» **Work to complete**
Update the material starting with the line that contains "is: metal pole" and going on through the line that contains "[286,340,314,350]", replacing "sneaker" with "athletic shoe" and leaving everything else unchanged. Return only those lines.

» **Data to process**

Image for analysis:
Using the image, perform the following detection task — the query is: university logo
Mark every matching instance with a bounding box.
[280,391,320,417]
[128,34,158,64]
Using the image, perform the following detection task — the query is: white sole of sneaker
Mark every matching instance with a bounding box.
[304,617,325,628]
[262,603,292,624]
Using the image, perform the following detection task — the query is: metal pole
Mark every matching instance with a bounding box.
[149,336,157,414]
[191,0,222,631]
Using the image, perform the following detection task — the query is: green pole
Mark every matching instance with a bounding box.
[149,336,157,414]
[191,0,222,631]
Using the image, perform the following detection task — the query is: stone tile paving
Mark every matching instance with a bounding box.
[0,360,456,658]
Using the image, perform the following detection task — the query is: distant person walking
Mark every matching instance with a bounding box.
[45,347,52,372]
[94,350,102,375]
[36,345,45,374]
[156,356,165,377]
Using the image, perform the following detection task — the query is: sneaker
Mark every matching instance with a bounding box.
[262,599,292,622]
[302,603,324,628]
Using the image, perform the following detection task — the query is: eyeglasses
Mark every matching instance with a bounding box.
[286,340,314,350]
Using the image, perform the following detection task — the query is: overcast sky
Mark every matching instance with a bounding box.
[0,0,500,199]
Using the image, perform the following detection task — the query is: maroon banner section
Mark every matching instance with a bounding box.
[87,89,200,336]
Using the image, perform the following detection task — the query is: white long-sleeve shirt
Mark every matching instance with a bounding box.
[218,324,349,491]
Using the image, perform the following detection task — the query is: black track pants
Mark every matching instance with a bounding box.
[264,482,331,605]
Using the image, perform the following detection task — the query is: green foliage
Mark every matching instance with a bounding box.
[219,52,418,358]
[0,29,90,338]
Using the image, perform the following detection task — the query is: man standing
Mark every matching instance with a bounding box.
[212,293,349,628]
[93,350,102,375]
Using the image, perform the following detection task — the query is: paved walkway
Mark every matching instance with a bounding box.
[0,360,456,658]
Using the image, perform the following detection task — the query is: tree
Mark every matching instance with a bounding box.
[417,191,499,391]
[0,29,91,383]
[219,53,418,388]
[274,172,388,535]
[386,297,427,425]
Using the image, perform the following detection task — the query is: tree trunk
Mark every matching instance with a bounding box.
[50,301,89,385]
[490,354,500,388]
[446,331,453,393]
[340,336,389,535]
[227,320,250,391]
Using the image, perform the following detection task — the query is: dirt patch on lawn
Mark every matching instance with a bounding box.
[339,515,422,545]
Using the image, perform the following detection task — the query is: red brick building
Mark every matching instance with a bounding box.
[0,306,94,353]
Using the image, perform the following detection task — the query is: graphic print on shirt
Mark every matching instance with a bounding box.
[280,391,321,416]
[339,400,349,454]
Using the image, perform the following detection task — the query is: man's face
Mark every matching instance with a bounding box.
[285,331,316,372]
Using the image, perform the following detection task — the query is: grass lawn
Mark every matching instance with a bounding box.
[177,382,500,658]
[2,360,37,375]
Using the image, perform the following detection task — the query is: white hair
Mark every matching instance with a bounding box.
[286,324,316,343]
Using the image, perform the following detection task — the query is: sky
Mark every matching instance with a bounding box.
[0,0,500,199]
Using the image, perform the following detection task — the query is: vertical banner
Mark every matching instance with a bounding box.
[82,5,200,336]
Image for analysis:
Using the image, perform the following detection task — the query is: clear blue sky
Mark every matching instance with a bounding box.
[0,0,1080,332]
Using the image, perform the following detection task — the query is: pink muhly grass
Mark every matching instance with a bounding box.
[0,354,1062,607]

» **Result of the exercise**
Using the image, perform the following detection task — the query is: metal pole
Mark every matching instance with a bounding box.
[149,336,157,414]
[191,0,222,631]
Using the image, perform the following detection task — the query is: green pole
Mark every matching instance with a bounding box.
[149,336,157,414]
[191,0,222,631]
Using the image, perform the following detection task — the query is: stone tile paving
Mark every matching instance with a bounding box.
[0,360,456,658]
Using the image, perform the following detection task — the query is: distant person walking
Mark every matching instance with a bounding box.
[45,347,52,372]
[94,350,102,375]
[36,345,45,374]
[156,356,165,377]
Using the image, perform the following detection task — the query is: athletic shoe
Mark every matching instance with a bounding box.
[262,599,292,622]
[302,603,324,628]
Using the image, perform the following detection task — the query is: eyeglasses
Mark every matching instance with a bounding box.
[286,340,314,350]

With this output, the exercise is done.